*Document source*.

Opinion
4 jours à Téhéran
Gilles Munier
Vendredi 28 novembre 2014
Ayant passé une partie de ma vie à
soutenir l’Irak dans ses combats, je ne
pensais pas aller un jour en Iran.
Aussi, lorsque j’ai reçu un courriel
m’invitant à participer fin octobre
dernier à la conférence des «
Penseurs et des cinéastes indépendants
», organisée par l’ONG New
Horizon à Téhéran, j’ai cru qu’il
s’agissait d’une plaisanterie… J’ai
remercié les organisateurs et leur ai
demandé de consulter ma biographie sur
Wikipédia pour vérifier s’ils
ne s’étaient pas trompés !
C’était bien une invitation. La
réponse est arrivée le jour même par la
voix de Hamed Ghashghavi, coordinateur
de l’opération, qui m’a dit dans un
français impeccable : « Nous savons
qui vous êtes, nous connaissons vos
engagements, venez si vous êtes
intéressé, vous êtes le bienvenu…».
J’y suis allé, via Dubaï, la ligne
Paris-Téhéran étant fermée à titre de
sanction contre l’Iran. Cela me
rappelait les 13 ans d’embargo imposés à
l’Irak, la traversée du désert en taxi -
Amman-Bagdad ou Damas-Bagdad -
en moins.

*Objectifs*.
1) Recopiez le passage du document source allant de « Aussi, lorsque j’ai » jusqu'à « pas trompés ! ».
2) D'après le document source, par quelle ville le voyage vers Téhéran a-t-il transité ?
3) Relevez toutes les villes mentionnées dans le document source.
Appuyez-vous uniquement sur le document source.

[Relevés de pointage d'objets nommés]

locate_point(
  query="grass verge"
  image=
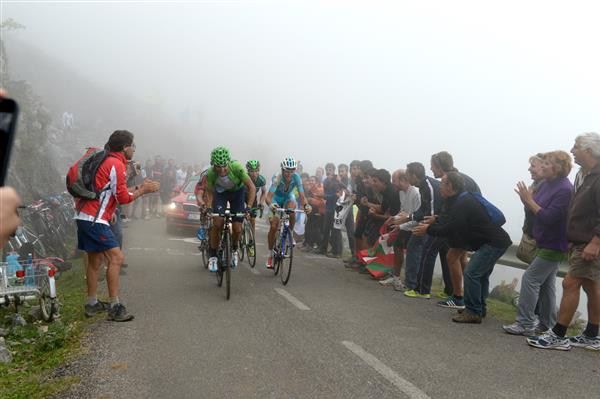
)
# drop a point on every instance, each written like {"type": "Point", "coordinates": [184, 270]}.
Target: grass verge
{"type": "Point", "coordinates": [38, 353]}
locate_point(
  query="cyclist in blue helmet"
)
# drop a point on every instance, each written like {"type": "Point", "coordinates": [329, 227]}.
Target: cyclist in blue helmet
{"type": "Point", "coordinates": [282, 195]}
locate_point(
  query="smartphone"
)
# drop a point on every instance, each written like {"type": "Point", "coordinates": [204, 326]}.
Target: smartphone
{"type": "Point", "coordinates": [9, 111]}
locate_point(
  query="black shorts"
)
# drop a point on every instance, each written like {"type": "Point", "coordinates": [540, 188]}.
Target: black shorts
{"type": "Point", "coordinates": [402, 239]}
{"type": "Point", "coordinates": [361, 224]}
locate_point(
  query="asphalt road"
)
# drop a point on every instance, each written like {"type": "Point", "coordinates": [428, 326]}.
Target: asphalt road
{"type": "Point", "coordinates": [331, 333]}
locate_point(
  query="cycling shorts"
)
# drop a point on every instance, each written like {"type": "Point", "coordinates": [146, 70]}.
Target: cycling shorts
{"type": "Point", "coordinates": [283, 201]}
{"type": "Point", "coordinates": [236, 199]}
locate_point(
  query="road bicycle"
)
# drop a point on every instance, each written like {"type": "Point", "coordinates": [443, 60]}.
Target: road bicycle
{"type": "Point", "coordinates": [283, 251]}
{"type": "Point", "coordinates": [224, 257]}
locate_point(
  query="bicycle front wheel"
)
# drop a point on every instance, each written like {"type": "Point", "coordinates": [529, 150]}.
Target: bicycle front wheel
{"type": "Point", "coordinates": [204, 252]}
{"type": "Point", "coordinates": [286, 261]}
{"type": "Point", "coordinates": [48, 305]}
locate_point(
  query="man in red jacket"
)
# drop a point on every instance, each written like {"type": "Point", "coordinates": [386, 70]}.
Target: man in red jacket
{"type": "Point", "coordinates": [93, 224]}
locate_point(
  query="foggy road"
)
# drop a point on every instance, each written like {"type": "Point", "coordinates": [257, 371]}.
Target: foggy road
{"type": "Point", "coordinates": [330, 333]}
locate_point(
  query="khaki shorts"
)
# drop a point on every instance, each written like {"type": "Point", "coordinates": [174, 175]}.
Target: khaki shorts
{"type": "Point", "coordinates": [580, 268]}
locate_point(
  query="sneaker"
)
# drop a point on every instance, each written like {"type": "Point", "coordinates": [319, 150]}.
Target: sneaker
{"type": "Point", "coordinates": [117, 312]}
{"type": "Point", "coordinates": [549, 340]}
{"type": "Point", "coordinates": [99, 307]}
{"type": "Point", "coordinates": [581, 341]}
{"type": "Point", "coordinates": [399, 285]}
{"type": "Point", "coordinates": [388, 281]}
{"type": "Point", "coordinates": [517, 329]}
{"type": "Point", "coordinates": [452, 303]}
{"type": "Point", "coordinates": [415, 294]}
{"type": "Point", "coordinates": [212, 264]}
{"type": "Point", "coordinates": [467, 317]}
{"type": "Point", "coordinates": [234, 259]}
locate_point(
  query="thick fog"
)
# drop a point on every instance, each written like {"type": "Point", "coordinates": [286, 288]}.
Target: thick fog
{"type": "Point", "coordinates": [490, 82]}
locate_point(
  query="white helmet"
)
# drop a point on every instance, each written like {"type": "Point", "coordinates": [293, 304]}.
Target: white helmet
{"type": "Point", "coordinates": [289, 163]}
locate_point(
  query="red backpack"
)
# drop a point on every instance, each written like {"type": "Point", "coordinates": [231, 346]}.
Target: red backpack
{"type": "Point", "coordinates": [81, 178]}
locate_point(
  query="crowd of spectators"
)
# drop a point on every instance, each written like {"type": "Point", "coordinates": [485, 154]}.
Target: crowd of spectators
{"type": "Point", "coordinates": [446, 216]}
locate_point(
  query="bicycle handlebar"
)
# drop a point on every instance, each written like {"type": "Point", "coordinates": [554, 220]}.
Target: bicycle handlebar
{"type": "Point", "coordinates": [288, 211]}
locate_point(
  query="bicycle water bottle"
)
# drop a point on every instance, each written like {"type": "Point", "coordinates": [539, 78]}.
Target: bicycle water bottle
{"type": "Point", "coordinates": [13, 263]}
{"type": "Point", "coordinates": [29, 280]}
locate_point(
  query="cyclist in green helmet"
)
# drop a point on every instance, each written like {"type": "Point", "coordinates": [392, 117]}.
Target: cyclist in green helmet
{"type": "Point", "coordinates": [226, 181]}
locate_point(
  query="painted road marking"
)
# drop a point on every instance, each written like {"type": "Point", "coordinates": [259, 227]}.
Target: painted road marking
{"type": "Point", "coordinates": [405, 386]}
{"type": "Point", "coordinates": [292, 299]}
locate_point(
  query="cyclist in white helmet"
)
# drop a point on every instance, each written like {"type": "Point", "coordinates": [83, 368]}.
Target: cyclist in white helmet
{"type": "Point", "coordinates": [281, 195]}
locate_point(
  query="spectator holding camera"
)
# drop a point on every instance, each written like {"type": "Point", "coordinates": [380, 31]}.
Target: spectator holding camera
{"type": "Point", "coordinates": [93, 224]}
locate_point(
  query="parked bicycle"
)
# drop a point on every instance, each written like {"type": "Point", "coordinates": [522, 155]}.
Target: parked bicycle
{"type": "Point", "coordinates": [26, 280]}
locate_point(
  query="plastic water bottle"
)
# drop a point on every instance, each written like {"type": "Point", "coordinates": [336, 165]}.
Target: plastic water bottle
{"type": "Point", "coordinates": [29, 280]}
{"type": "Point", "coordinates": [13, 263]}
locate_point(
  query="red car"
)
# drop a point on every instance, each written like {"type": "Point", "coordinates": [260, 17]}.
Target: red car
{"type": "Point", "coordinates": [183, 210]}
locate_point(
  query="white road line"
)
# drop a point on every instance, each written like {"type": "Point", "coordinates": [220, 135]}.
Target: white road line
{"type": "Point", "coordinates": [292, 299]}
{"type": "Point", "coordinates": [405, 386]}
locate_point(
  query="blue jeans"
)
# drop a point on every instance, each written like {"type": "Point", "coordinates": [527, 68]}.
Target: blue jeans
{"type": "Point", "coordinates": [414, 248]}
{"type": "Point", "coordinates": [477, 277]}
{"type": "Point", "coordinates": [432, 247]}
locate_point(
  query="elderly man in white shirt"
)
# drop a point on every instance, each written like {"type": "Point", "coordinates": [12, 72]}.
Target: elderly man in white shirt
{"type": "Point", "coordinates": [410, 201]}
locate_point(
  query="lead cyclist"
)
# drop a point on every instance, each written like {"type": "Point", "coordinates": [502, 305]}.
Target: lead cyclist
{"type": "Point", "coordinates": [226, 181]}
{"type": "Point", "coordinates": [281, 195]}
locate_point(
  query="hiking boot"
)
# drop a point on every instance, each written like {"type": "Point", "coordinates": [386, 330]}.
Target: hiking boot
{"type": "Point", "coordinates": [452, 303]}
{"type": "Point", "coordinates": [517, 329]}
{"type": "Point", "coordinates": [388, 281]}
{"type": "Point", "coordinates": [212, 264]}
{"type": "Point", "coordinates": [415, 294]}
{"type": "Point", "coordinates": [399, 285]}
{"type": "Point", "coordinates": [581, 341]}
{"type": "Point", "coordinates": [550, 340]}
{"type": "Point", "coordinates": [467, 317]}
{"type": "Point", "coordinates": [99, 307]}
{"type": "Point", "coordinates": [117, 312]}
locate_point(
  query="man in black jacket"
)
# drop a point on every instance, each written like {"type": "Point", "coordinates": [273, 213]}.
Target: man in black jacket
{"type": "Point", "coordinates": [468, 226]}
{"type": "Point", "coordinates": [423, 251]}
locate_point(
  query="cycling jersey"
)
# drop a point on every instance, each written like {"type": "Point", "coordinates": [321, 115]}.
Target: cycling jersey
{"type": "Point", "coordinates": [233, 181]}
{"type": "Point", "coordinates": [260, 182]}
{"type": "Point", "coordinates": [281, 194]}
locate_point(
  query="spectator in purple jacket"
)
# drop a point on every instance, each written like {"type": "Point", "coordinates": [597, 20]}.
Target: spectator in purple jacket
{"type": "Point", "coordinates": [583, 235]}
{"type": "Point", "coordinates": [549, 205]}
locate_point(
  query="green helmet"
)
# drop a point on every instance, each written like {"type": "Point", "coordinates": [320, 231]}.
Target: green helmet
{"type": "Point", "coordinates": [220, 157]}
{"type": "Point", "coordinates": [252, 165]}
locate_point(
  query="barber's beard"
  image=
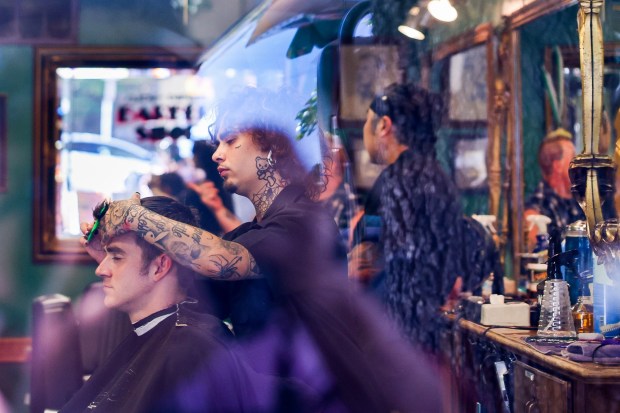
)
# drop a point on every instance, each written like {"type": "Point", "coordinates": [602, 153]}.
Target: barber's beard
{"type": "Point", "coordinates": [230, 187]}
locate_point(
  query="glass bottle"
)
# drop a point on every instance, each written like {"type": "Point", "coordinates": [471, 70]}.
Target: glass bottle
{"type": "Point", "coordinates": [583, 313]}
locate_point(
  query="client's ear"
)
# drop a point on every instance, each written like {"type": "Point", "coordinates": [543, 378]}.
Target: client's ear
{"type": "Point", "coordinates": [160, 266]}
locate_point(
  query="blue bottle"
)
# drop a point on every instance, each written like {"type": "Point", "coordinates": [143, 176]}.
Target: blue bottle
{"type": "Point", "coordinates": [577, 239]}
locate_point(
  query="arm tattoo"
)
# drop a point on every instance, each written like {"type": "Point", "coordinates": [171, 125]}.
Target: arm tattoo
{"type": "Point", "coordinates": [195, 248]}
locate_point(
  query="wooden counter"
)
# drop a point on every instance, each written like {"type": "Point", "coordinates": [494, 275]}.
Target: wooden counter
{"type": "Point", "coordinates": [536, 382]}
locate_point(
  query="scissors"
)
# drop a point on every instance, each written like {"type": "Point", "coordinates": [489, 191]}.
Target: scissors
{"type": "Point", "coordinates": [98, 215]}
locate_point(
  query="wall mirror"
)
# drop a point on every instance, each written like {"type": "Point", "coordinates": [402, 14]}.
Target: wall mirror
{"type": "Point", "coordinates": [567, 111]}
{"type": "Point", "coordinates": [105, 120]}
{"type": "Point", "coordinates": [466, 119]}
{"type": "Point", "coordinates": [534, 32]}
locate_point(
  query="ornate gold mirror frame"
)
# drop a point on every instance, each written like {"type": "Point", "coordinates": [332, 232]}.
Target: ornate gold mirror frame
{"type": "Point", "coordinates": [47, 246]}
{"type": "Point", "coordinates": [509, 99]}
{"type": "Point", "coordinates": [592, 173]}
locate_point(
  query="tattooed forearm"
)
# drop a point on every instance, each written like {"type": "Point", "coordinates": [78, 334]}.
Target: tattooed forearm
{"type": "Point", "coordinates": [195, 248]}
{"type": "Point", "coordinates": [254, 271]}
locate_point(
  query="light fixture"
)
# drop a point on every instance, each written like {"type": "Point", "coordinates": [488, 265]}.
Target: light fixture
{"type": "Point", "coordinates": [442, 10]}
{"type": "Point", "coordinates": [412, 27]}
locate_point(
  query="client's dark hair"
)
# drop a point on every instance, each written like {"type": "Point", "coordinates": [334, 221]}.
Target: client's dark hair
{"type": "Point", "coordinates": [175, 210]}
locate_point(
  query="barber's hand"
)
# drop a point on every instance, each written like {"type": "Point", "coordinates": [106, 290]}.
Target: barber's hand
{"type": "Point", "coordinates": [118, 218]}
{"type": "Point", "coordinates": [94, 248]}
{"type": "Point", "coordinates": [209, 195]}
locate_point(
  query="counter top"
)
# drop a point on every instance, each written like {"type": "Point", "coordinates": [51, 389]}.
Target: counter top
{"type": "Point", "coordinates": [512, 339]}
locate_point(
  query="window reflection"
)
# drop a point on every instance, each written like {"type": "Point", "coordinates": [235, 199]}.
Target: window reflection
{"type": "Point", "coordinates": [118, 127]}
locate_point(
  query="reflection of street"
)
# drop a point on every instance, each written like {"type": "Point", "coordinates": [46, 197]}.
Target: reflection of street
{"type": "Point", "coordinates": [470, 163]}
{"type": "Point", "coordinates": [92, 168]}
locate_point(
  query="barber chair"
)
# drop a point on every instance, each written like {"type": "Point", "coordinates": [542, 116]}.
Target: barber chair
{"type": "Point", "coordinates": [56, 364]}
{"type": "Point", "coordinates": [68, 346]}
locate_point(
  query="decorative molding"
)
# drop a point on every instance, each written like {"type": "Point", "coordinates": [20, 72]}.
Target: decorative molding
{"type": "Point", "coordinates": [15, 350]}
{"type": "Point", "coordinates": [479, 35]}
{"type": "Point", "coordinates": [535, 10]}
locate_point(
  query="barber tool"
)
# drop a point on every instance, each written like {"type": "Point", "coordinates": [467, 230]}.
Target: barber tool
{"type": "Point", "coordinates": [97, 215]}
{"type": "Point", "coordinates": [556, 318]}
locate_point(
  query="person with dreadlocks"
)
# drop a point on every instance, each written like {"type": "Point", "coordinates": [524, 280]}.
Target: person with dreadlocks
{"type": "Point", "coordinates": [419, 209]}
{"type": "Point", "coordinates": [290, 303]}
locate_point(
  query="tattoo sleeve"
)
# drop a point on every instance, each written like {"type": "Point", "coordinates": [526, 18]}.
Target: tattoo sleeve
{"type": "Point", "coordinates": [195, 248]}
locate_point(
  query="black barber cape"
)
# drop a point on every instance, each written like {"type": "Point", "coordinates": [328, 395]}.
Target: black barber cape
{"type": "Point", "coordinates": [182, 364]}
{"type": "Point", "coordinates": [332, 345]}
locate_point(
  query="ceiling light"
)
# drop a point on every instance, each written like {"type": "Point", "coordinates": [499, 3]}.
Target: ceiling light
{"type": "Point", "coordinates": [442, 10]}
{"type": "Point", "coordinates": [412, 27]}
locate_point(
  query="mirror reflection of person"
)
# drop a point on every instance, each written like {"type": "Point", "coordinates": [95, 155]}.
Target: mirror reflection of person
{"type": "Point", "coordinates": [553, 197]}
{"type": "Point", "coordinates": [176, 358]}
{"type": "Point", "coordinates": [420, 212]}
{"type": "Point", "coordinates": [299, 315]}
{"type": "Point", "coordinates": [368, 73]}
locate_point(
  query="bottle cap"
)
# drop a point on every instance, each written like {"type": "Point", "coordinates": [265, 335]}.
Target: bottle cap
{"type": "Point", "coordinates": [541, 222]}
{"type": "Point", "coordinates": [577, 229]}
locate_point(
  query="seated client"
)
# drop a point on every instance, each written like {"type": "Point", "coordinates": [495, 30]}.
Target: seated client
{"type": "Point", "coordinates": [177, 359]}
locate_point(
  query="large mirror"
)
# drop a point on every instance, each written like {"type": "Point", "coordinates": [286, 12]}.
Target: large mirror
{"type": "Point", "coordinates": [568, 111]}
{"type": "Point", "coordinates": [467, 121]}
{"type": "Point", "coordinates": [106, 121]}
{"type": "Point", "coordinates": [544, 80]}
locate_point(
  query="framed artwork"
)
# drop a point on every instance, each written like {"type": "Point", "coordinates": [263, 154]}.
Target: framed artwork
{"type": "Point", "coordinates": [470, 170]}
{"type": "Point", "coordinates": [365, 70]}
{"type": "Point", "coordinates": [3, 131]}
{"type": "Point", "coordinates": [468, 88]}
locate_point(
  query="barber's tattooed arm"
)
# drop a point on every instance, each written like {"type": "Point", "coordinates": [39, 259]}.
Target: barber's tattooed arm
{"type": "Point", "coordinates": [191, 247]}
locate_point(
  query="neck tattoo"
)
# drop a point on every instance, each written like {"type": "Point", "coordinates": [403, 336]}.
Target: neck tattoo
{"type": "Point", "coordinates": [263, 199]}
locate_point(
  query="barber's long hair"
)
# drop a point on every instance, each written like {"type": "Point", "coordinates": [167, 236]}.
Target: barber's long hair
{"type": "Point", "coordinates": [270, 117]}
{"type": "Point", "coordinates": [413, 111]}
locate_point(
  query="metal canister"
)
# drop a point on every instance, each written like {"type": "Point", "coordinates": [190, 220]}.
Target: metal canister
{"type": "Point", "coordinates": [577, 239]}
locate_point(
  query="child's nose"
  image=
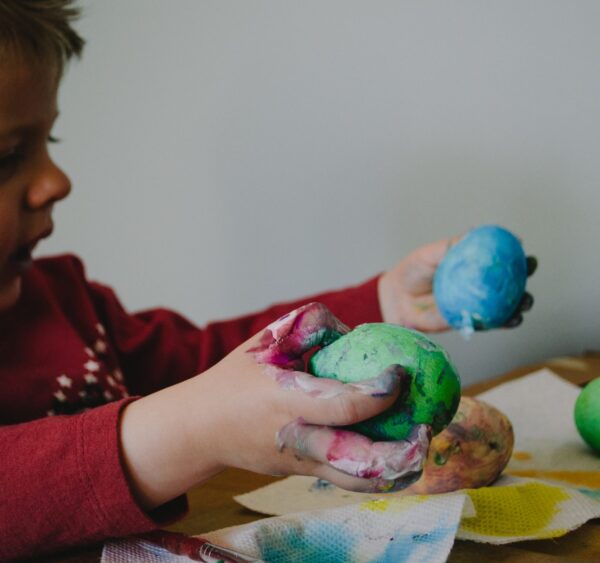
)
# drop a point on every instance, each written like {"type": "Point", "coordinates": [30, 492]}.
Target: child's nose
{"type": "Point", "coordinates": [50, 185]}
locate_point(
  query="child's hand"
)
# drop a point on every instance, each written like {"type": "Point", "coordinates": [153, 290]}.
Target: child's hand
{"type": "Point", "coordinates": [255, 410]}
{"type": "Point", "coordinates": [284, 416]}
{"type": "Point", "coordinates": [406, 291]}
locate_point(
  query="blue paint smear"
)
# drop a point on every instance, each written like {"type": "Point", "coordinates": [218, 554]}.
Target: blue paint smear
{"type": "Point", "coordinates": [417, 547]}
{"type": "Point", "coordinates": [481, 280]}
{"type": "Point", "coordinates": [312, 541]}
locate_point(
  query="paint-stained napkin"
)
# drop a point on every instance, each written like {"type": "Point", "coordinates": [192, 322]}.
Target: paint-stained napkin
{"type": "Point", "coordinates": [547, 446]}
{"type": "Point", "coordinates": [418, 528]}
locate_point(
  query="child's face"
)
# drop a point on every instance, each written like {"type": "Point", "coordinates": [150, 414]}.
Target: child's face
{"type": "Point", "coordinates": [30, 183]}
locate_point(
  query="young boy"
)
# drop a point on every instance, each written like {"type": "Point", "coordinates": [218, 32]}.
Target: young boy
{"type": "Point", "coordinates": [105, 423]}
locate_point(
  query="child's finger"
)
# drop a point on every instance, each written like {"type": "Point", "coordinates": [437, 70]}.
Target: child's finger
{"type": "Point", "coordinates": [358, 485]}
{"type": "Point", "coordinates": [333, 403]}
{"type": "Point", "coordinates": [356, 455]}
{"type": "Point", "coordinates": [283, 342]}
{"type": "Point", "coordinates": [386, 384]}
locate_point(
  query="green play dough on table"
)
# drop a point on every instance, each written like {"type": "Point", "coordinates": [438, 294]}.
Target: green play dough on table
{"type": "Point", "coordinates": [587, 413]}
{"type": "Point", "coordinates": [367, 350]}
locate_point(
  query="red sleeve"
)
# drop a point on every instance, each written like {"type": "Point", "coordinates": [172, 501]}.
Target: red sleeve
{"type": "Point", "coordinates": [63, 484]}
{"type": "Point", "coordinates": [157, 348]}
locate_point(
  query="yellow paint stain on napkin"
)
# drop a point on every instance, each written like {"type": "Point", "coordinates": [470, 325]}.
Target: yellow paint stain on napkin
{"type": "Point", "coordinates": [525, 510]}
{"type": "Point", "coordinates": [393, 505]}
{"type": "Point", "coordinates": [522, 456]}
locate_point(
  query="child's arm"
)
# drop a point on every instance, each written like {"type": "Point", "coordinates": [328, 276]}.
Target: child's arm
{"type": "Point", "coordinates": [255, 411]}
{"type": "Point", "coordinates": [68, 480]}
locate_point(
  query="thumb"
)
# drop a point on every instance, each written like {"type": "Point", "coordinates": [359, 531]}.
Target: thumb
{"type": "Point", "coordinates": [333, 403]}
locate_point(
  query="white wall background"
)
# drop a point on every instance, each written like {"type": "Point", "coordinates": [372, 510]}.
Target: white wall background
{"type": "Point", "coordinates": [227, 154]}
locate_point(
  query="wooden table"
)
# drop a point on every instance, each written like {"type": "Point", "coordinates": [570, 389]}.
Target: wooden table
{"type": "Point", "coordinates": [212, 505]}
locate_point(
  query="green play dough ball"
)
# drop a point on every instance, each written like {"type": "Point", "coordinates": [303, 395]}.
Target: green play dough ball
{"type": "Point", "coordinates": [587, 413]}
{"type": "Point", "coordinates": [367, 350]}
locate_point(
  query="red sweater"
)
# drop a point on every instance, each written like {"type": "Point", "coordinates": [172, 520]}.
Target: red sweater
{"type": "Point", "coordinates": [69, 346]}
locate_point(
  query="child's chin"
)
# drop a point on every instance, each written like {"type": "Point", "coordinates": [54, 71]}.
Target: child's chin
{"type": "Point", "coordinates": [9, 294]}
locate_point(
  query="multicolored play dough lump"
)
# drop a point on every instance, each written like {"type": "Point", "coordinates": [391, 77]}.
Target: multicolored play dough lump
{"type": "Point", "coordinates": [481, 280]}
{"type": "Point", "coordinates": [367, 350]}
{"type": "Point", "coordinates": [587, 414]}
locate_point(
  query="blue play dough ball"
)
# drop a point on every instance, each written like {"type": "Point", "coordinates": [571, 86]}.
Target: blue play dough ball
{"type": "Point", "coordinates": [481, 280]}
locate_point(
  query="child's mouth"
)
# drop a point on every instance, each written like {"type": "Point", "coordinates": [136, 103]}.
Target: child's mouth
{"type": "Point", "coordinates": [21, 258]}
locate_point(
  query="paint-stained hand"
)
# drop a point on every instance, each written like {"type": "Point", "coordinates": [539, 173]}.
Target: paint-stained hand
{"type": "Point", "coordinates": [406, 291]}
{"type": "Point", "coordinates": [277, 419]}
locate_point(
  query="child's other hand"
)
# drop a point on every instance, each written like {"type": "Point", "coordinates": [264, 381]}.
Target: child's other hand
{"type": "Point", "coordinates": [273, 418]}
{"type": "Point", "coordinates": [406, 291]}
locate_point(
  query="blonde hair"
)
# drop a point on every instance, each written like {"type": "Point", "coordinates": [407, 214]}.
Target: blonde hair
{"type": "Point", "coordinates": [39, 31]}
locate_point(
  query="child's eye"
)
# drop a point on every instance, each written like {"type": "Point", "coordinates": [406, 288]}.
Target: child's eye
{"type": "Point", "coordinates": [8, 163]}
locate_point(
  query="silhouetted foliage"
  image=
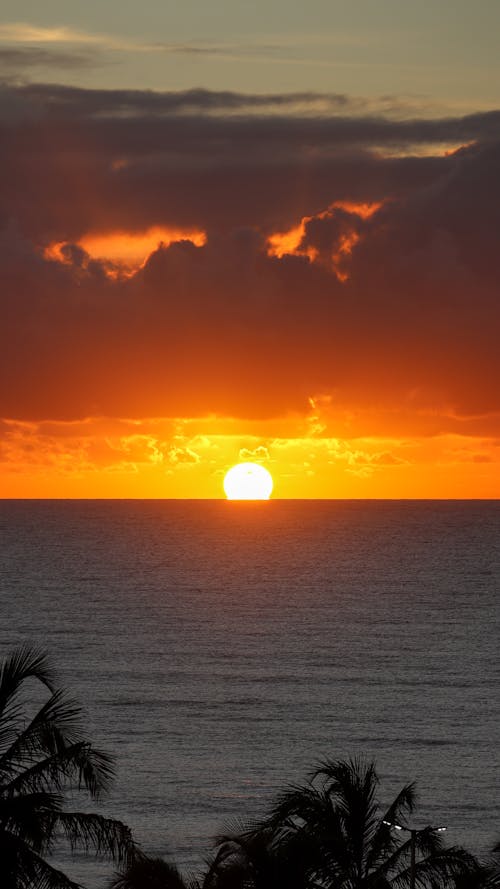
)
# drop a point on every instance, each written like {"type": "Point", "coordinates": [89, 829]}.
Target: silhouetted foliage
{"type": "Point", "coordinates": [148, 873]}
{"type": "Point", "coordinates": [330, 833]}
{"type": "Point", "coordinates": [43, 754]}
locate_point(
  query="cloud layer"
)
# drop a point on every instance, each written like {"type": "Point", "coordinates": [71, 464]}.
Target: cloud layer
{"type": "Point", "coordinates": [396, 310]}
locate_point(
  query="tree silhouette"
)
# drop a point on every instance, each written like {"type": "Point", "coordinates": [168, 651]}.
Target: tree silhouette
{"type": "Point", "coordinates": [333, 829]}
{"type": "Point", "coordinates": [43, 753]}
{"type": "Point", "coordinates": [148, 873]}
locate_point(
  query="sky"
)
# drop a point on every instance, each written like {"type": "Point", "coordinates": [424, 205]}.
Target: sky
{"type": "Point", "coordinates": [262, 232]}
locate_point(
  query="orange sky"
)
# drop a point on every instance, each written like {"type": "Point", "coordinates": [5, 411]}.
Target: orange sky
{"type": "Point", "coordinates": [174, 300]}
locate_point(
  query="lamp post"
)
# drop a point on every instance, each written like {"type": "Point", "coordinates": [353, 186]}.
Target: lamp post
{"type": "Point", "coordinates": [413, 836]}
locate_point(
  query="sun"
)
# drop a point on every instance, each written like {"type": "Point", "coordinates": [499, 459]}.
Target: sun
{"type": "Point", "coordinates": [248, 481]}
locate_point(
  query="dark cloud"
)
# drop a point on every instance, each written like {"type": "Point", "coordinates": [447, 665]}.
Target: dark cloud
{"type": "Point", "coordinates": [227, 328]}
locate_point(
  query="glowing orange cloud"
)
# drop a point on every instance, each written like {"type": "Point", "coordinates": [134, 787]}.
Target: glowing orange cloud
{"type": "Point", "coordinates": [289, 242]}
{"type": "Point", "coordinates": [126, 251]}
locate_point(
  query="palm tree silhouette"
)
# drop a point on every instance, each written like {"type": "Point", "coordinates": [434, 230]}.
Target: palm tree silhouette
{"type": "Point", "coordinates": [333, 829]}
{"type": "Point", "coordinates": [43, 754]}
{"type": "Point", "coordinates": [148, 873]}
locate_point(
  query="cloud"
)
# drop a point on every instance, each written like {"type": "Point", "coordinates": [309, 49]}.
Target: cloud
{"type": "Point", "coordinates": [393, 310]}
{"type": "Point", "coordinates": [26, 57]}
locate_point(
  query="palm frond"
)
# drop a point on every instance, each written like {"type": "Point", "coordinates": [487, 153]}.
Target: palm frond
{"type": "Point", "coordinates": [148, 873]}
{"type": "Point", "coordinates": [23, 868]}
{"type": "Point", "coordinates": [29, 818]}
{"type": "Point", "coordinates": [55, 726]}
{"type": "Point", "coordinates": [94, 833]}
{"type": "Point", "coordinates": [439, 870]}
{"type": "Point", "coordinates": [24, 663]}
{"type": "Point", "coordinates": [90, 768]}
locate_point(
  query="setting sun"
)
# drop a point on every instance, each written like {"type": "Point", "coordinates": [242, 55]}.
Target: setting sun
{"type": "Point", "coordinates": [248, 481]}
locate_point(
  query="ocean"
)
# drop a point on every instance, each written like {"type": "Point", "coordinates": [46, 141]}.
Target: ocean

*Liste des réponses*.
1)
Aussi, lorsque j’ai reçu un courriel
m’invitant à participer fin octobre
dernier à la conférence des «
Penseurs et des cinéastes indépendants
», organisée par l’ONG New
Horizon à Téhéran, j’ai cru qu’il
s’agissait d’une plaisanterie… J’ai
remercié les organisateurs et leur ai
demandé de consulter ma biographie sur
Wikipédia pour vérifier s’ils
ne s’étaient pas trompés !

2) Par Dubaï.

3) Téhéran, Dubaï, Paris, Amman, Bagdad, Damas